#### TEXT EXCERPT:
· · ·

Hi,
The purpose of removing duplicates is to mitigate the effects of PCR amplification bias. However, this step can lead to removing reads that were not a consequence of PCR amplification, so removing important info. Some works suggest that duplicate removal is not necessary because the impact of doing so is minimal when calling variants (see link).
What do you recommend? Do you know any paper or work which points benefits of doing duplicate removal?
Yes, do it as part of your standard pipeline. PCR bias is what it is, a bias and therefore mostly undirected and not reproducible for a given DNA fragment. For this reason I somewhat doubt that a single study as the one you linked can comprehensively give advice on that matter. PCR bias might be present or not depending on the sample prep method and the polymerase used. I always mark duplicates with
samblaster
likealigner (...) | samblaster --ignoreUnmated | samtools view -o out.bam
. You are free to use any tool of your choice.Sorry, I have a bunch of .bam files likely marked duplicates, how I can check if duplicates already have been removed or just have been marked waiting for removal?
You don't need to remove them. Any proper variant caller (or general NGS piece of software) will ignore them. If you still want to see if they have been removed, you could take a subset of the files and rerun any duplicate detection software. Typically these output a summary of how many reads were duplicated.
Ideally they are marked with GATK and those information is already taken care by a standard variant caller.

· · ·

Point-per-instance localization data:
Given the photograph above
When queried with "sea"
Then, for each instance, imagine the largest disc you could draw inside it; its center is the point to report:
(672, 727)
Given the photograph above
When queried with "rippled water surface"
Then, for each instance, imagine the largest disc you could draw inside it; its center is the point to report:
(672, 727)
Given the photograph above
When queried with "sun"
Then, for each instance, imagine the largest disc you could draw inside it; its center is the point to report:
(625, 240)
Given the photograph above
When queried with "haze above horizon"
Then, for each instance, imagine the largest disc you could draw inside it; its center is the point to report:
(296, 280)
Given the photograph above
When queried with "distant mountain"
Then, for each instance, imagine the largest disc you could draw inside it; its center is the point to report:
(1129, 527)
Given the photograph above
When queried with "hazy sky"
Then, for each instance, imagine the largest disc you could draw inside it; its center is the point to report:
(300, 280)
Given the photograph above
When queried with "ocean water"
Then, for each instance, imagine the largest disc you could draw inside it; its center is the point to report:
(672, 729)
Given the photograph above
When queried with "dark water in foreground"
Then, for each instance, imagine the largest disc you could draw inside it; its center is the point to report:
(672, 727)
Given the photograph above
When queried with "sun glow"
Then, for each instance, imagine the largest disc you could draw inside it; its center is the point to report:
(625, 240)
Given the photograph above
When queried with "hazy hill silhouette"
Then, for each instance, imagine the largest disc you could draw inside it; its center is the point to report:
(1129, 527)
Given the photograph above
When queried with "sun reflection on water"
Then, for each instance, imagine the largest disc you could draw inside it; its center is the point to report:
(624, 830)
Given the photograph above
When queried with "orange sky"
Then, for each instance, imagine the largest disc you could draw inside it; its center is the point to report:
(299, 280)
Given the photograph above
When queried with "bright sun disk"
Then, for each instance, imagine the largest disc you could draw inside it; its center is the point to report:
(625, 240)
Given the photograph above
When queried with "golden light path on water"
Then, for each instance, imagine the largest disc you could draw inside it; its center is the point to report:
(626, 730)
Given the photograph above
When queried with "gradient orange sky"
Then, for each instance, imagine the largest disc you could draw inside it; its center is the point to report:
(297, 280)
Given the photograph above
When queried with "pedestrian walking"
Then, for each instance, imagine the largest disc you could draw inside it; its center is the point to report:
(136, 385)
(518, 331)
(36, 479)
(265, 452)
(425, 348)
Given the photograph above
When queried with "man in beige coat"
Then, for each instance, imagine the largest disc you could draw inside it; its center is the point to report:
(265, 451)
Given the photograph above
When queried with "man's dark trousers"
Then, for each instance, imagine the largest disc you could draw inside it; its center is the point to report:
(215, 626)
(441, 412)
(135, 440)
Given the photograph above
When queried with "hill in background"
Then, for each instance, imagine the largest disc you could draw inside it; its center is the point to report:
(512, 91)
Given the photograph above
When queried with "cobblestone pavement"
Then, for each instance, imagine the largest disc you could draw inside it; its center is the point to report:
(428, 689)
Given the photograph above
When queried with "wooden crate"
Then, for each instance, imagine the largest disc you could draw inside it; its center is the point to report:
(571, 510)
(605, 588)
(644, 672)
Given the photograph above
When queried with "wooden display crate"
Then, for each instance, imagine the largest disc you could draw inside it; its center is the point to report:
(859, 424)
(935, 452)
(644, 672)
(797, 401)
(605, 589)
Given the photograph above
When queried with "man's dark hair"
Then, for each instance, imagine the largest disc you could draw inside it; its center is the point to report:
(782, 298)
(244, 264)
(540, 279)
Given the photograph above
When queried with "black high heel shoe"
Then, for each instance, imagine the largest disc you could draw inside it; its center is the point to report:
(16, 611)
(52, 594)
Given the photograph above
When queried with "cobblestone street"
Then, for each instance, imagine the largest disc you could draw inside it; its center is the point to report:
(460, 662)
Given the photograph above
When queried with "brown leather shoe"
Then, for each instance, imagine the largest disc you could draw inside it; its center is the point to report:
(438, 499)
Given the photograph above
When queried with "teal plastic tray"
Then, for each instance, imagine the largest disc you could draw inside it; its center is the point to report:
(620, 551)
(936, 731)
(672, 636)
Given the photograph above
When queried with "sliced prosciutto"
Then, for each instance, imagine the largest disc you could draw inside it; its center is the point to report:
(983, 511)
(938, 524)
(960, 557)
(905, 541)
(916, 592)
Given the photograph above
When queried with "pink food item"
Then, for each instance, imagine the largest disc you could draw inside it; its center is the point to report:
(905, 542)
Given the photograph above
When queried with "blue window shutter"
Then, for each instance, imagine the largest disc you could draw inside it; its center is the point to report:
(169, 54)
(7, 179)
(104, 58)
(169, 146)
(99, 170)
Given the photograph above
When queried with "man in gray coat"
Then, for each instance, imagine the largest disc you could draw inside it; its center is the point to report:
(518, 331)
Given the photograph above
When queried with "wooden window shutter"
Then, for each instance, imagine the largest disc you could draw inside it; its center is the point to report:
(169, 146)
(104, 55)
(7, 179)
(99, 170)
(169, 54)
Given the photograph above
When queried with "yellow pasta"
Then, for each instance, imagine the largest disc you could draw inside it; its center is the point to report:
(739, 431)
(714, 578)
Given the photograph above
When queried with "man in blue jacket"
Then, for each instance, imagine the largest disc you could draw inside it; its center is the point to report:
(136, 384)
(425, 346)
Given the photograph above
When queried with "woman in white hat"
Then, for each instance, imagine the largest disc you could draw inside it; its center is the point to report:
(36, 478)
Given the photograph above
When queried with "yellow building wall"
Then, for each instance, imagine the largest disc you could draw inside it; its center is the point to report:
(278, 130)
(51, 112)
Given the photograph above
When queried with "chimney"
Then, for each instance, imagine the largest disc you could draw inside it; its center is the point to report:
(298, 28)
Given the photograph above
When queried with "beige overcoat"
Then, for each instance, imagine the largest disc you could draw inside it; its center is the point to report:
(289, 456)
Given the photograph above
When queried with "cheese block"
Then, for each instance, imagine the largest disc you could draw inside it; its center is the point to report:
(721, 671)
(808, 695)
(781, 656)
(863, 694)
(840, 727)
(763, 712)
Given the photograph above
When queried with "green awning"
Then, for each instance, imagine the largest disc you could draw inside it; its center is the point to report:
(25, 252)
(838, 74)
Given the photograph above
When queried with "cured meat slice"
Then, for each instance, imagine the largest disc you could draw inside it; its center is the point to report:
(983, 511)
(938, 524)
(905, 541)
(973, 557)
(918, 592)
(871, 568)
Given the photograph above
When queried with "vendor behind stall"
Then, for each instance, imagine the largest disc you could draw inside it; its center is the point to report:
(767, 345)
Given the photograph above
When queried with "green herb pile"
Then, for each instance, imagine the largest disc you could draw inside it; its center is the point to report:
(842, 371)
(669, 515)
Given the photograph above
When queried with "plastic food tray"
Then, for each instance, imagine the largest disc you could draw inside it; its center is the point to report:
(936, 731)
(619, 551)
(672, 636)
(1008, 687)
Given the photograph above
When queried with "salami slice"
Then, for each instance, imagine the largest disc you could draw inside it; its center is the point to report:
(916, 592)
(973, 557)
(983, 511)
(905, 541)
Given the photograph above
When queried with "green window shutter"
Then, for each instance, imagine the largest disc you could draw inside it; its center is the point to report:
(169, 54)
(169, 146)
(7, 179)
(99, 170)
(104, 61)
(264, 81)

· · ·

#### USING THE INFORMATION:
1. Rewrite the paragraph in the forum thread on duplicate removal that begins "The purpose of removing duplicates" as a short bulleted list, keeping its main facts.
2. Answer these questions from the forum thread on duplicate removal:
(a) Which two factors determine whether PCR bias is present?
(b) Which tool does the poster who always marks duplicates use?
(c) How can someone check whether duplicates have already been removed from their files?
This data has no connection to the forum thread on duplicate removal.

#### RESULTS BY TASK:
1.
- Duplicate removal is meant to reduce the effects of PCR amplification bias.
- It can also remove reads that did not come from PCR amplification, which throws away important information.
- Some works suggest it is not needed, because its impact on variant calling is minimal.

2.
(a) The sample prep method and the polymerase used.
(b) samblaster.
(c) Take a subset of the files and rerun any duplicate detection software, which typically outputs a summary of how many reads were duplicated.